** What to work on **
The records that follow are to be repeated exactly, in full.

** Extracted information **

/---

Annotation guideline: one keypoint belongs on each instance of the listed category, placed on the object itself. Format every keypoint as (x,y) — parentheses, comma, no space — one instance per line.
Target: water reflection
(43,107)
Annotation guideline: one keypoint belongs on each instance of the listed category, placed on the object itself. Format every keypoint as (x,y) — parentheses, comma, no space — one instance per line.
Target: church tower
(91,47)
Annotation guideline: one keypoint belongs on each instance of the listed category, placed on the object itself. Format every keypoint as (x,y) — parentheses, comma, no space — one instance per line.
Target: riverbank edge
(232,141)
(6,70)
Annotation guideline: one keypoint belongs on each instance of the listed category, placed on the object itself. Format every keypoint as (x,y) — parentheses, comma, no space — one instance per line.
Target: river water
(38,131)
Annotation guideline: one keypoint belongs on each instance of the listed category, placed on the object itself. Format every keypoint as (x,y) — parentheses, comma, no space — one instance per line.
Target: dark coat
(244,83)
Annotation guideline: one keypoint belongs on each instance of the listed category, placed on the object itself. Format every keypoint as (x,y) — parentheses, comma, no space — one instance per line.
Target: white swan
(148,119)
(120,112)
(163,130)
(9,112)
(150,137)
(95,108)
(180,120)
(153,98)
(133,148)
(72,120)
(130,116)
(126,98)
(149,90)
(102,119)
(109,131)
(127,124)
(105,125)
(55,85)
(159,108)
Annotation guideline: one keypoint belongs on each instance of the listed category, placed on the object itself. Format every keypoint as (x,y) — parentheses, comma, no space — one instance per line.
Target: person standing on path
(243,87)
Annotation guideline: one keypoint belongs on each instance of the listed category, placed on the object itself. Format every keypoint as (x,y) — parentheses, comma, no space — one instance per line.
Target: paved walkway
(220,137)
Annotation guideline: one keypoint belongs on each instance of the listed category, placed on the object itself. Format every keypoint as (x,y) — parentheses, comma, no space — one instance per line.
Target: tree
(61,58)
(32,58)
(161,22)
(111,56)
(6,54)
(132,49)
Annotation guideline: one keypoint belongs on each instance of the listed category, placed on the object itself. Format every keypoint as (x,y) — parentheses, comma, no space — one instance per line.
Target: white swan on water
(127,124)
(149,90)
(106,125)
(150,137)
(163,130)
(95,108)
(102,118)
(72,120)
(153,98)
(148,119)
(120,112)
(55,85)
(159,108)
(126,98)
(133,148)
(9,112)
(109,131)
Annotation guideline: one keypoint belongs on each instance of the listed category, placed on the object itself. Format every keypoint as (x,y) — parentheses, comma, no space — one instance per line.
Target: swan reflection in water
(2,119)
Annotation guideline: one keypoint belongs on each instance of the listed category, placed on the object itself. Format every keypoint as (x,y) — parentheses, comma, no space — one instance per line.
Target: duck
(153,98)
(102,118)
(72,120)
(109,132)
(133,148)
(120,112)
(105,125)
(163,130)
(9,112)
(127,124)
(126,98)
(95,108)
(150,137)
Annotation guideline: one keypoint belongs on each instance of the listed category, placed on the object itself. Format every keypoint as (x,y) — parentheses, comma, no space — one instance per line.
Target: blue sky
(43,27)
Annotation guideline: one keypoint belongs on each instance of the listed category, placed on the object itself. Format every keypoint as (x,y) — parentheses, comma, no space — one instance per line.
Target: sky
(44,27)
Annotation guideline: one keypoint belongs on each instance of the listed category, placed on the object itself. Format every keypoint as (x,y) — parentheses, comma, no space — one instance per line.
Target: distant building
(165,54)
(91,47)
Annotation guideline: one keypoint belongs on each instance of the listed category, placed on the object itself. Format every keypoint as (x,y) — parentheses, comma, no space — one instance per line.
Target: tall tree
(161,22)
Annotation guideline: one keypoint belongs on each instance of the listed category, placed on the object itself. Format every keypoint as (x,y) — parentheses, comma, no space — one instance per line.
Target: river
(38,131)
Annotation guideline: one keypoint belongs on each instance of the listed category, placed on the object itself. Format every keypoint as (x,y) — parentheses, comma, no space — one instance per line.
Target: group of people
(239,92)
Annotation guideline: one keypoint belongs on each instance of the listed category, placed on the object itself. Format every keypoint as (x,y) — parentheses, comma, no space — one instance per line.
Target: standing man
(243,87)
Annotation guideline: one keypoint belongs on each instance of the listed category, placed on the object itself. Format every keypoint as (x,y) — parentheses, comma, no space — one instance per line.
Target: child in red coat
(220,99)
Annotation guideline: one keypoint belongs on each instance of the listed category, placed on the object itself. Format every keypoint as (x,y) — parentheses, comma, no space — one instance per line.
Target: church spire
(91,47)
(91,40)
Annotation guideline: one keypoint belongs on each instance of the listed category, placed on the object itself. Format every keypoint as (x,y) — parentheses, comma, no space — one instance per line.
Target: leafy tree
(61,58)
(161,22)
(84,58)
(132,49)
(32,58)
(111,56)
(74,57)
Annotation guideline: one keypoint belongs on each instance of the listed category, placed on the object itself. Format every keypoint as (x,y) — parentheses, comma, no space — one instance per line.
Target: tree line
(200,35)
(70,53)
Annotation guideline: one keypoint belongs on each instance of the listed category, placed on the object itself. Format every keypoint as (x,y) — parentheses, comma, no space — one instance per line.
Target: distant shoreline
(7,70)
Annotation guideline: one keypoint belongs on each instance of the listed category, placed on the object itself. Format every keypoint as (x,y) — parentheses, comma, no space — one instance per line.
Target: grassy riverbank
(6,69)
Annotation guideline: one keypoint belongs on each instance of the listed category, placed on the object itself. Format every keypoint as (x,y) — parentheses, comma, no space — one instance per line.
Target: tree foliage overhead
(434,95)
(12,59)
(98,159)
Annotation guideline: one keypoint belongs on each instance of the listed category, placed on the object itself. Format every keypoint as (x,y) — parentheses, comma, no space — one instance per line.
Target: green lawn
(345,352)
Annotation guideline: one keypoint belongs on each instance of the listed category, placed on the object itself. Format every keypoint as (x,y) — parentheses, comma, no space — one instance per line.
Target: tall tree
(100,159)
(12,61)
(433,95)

\---

** Exercise output **
Annotation guideline: one keypoint belongs on each instance of the listed category, placed on the object itself. Format every keypoint as (x,y) — parentheses, comma, no space — one instance per line.
Target: water reflection
(43,107)
Annotation guideline: one keypoint belongs on each instance of the listed category, placed on the object itself. Format every keypoint as (x,y) — parentheses, comma, no space — one instance per line.
Target: church tower
(91,47)
Annotation guideline: one keypoint belongs on each instance of the listed category, placed on the object itself. Format every keypoint as (x,y) — parentheses, comma, no space — one instance per line.
Target: riverbank edge
(232,141)
(6,70)
Annotation guideline: one keypoint belongs on each instance of the listed category, placed on the object itself. Format every keypoint as (x,y) — parentheses, comma, no space — one instance per line.
Target: river water
(38,131)
Annotation guideline: one keypoint belongs on each instance of the listed category, placed on the object itself. Format every keypoint as (x,y) — parentheses, comma, no space — one instance per line.
Target: dark coat
(244,83)
Annotation guideline: one keypoint belongs on each instance of the listed category, placed on the object itself. Format every keypoint as (x,y) — parentheses, comma, no space — one instance per line.
Target: white swan
(148,119)
(120,112)
(163,130)
(9,112)
(150,137)
(95,108)
(180,120)
(153,98)
(133,148)
(72,120)
(130,116)
(126,98)
(149,90)
(102,119)
(109,131)
(127,124)
(105,125)
(55,85)
(159,108)
Annotation guideline: one keypoint belongs on each instance of the listed category, placed on the object itself. Format every keypoint as (x,y) — parentheses, comma, no space — one instance per line.
Target: person standing on path
(243,87)
Annotation guideline: one keypoint belongs on each instance of the listed category, placed on the object itself. Format every keypoint as (x,y) — parentheses, comma, no space — one instance per line.
Target: paved walkway
(220,137)
Annotation guideline: one keypoint belongs on each instance of the listed category, placed on the object itself. Format every keypoint as (x,y) — parentheses, comma, no space — one instance per line.
Target: tree
(61,58)
(32,58)
(161,22)
(111,56)
(6,54)
(132,49)
Annotation guideline: one keypoint belongs on each instance of the listed category, placed on the object itself. Format every keypoint as (x,y) — parentheses, comma, no space — one instance per line.
Target: white swan on water
(127,124)
(149,90)
(106,125)
(150,137)
(163,130)
(95,108)
(102,118)
(72,120)
(153,98)
(148,119)
(120,112)
(55,85)
(159,108)
(126,98)
(133,148)
(9,112)
(109,131)
Annotation guideline: one keypoint belongs on each instance of the listed category, placed on the object itself. Format every keypoint as (x,y) — parentheses, comma, no space — one instance per line.
Target: swan reflection in water
(2,119)
Annotation guideline: one keypoint belongs on each instance of the listed category, placed on the object itself. Format every keypoint as (x,y) — parentheses, comma, no space — one instance per line.
Target: duck
(153,98)
(102,118)
(72,120)
(109,132)
(133,148)
(120,112)
(105,125)
(163,130)
(9,112)
(127,124)
(126,98)
(95,108)
(150,137)
Annotation guideline: one keypoint belongs on each instance of the listed category, placed on the object itself. Format every keypoint as (x,y) — parentheses, comma, no space — one instance per line.
Target: blue sky
(43,27)
Annotation guideline: one keypoint belongs on each instance of the listed category, placed on the object itself. Format every keypoint as (x,y) — parentheses, comma, no space — one instance per line.
Target: sky
(44,27)
Annotation guideline: one keypoint belongs on each instance of the listed category, placed on the object itself. Format every keypoint as (x,y) — parentheses, comma, no space — one instance per line.
Target: distant building
(165,54)
(91,47)
Annotation guideline: one keypoint belongs on each instance of the listed category, placed on the object itself. Format every keypoint as (x,y) — parentheses, comma, no space — one instance per line.
Target: tall tree
(161,22)
Annotation guideline: one keypoint belongs on each instance of the listed category, placed on the object itself. Format every keypoint as (x,y) — parentheses, comma, no space — one instance per line.
Target: river
(38,131)
Annotation guideline: one keypoint belongs on each instance of the listed category, placed on the object itself. Format every keypoint as (x,y) — parentheses, comma, no space — one instance per line.
Target: group of people
(239,92)
Annotation guideline: one keypoint belongs on each instance of the listed category, placed on the object itself. Format every keypoint as (x,y) — parentheses, comma, no space — one instance per line.
Target: standing man
(243,87)
Annotation guideline: one keypoint belongs on each instance of the listed category, placed on the object itself. Format every keypoint as (x,y) — parentheses, comma, no space — one instance per line.
Target: child in red coat
(220,99)
Annotation guideline: one keypoint belongs on each instance of the listed category, placed on the object itself. Format every keypoint as (x,y) — parentheses, comma, no space — one instance per line.
Target: church spire
(91,47)
(91,40)
Annotation guideline: one keypoint belongs on each instance of the listed category, placed on the object itself. Format every keypoint as (x,y) — parentheses, comma, no space — one instance per line.
Target: leafy tree
(61,58)
(161,22)
(84,58)
(132,49)
(32,58)
(111,56)
(74,57)
Annotation guideline: one keypoint belongs on each instance of the listed category, placed on the object itself. Format every keypoint as (x,y) — parentheses, comma, no space — one instance per line.
Target: tree line
(200,35)
(70,53)
Annotation guideline: one keypoint belongs on each instance of the listed category, placed on the object itself. Format every keypoint as (x,y) — parentheses, comma, no space — one instance per line.
Target: distant shoreline
(7,70)
Annotation guideline: one keypoint belongs on each instance of the listed category, placed on the object itself. Format every keypoint as (x,y) — parentheses, comma, no space — one instance per line.
Target: grassy riverbank
(6,69)
Annotation guideline: one keypoint belongs on each instance of the listed category, placed on the object itself. Format every keypoint as (x,y) — parentheses, comma, no space — one instance per line.
Target: tree foliage overhead
(434,95)
(12,59)
(98,159)
Annotation guideline: one keypoint belongs on each instance of the listed category, placed on the object itself. Format every keypoint as (x,y) — parentheses, comma, no space — one instance per line.
Target: green lawn
(345,352)
Annotation guideline: one keypoint belongs on each instance of the listed category, placed on the object itself. Format every keypoint as (x,y) — parentheses, comma, no space — one instance per line.
Target: tall tree
(100,159)
(12,61)
(433,95)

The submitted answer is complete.